Eingabedaten -
* * * * * * * * *
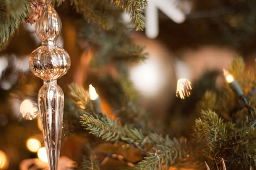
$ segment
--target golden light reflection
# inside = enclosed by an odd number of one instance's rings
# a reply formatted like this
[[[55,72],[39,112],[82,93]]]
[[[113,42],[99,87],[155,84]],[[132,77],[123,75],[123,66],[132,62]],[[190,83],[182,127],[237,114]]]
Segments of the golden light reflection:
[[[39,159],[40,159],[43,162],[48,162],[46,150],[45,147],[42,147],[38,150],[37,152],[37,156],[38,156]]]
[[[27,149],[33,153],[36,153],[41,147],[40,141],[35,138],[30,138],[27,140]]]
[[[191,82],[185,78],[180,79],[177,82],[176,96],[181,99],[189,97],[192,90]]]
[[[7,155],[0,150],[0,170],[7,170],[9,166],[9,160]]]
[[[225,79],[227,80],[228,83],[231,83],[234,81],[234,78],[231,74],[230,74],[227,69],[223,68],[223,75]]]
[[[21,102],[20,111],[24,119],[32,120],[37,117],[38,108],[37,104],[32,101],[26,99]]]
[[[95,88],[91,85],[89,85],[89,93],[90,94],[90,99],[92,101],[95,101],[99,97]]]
* * * * * * * * *
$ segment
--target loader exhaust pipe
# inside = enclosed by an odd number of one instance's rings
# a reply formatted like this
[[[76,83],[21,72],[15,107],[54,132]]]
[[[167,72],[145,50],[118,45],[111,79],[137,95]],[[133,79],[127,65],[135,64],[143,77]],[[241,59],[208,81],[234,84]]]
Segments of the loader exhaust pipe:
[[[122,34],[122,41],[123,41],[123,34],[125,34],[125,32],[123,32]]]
* * * * * * * * *
Arbeitsauftrag - Such dir aus den Zeilen oben jede heraus, in der das Wort „target“ steht, und schreib sie alle ab.

Deine Antwort -
--target golden light reflection
--target loader exhaust pipe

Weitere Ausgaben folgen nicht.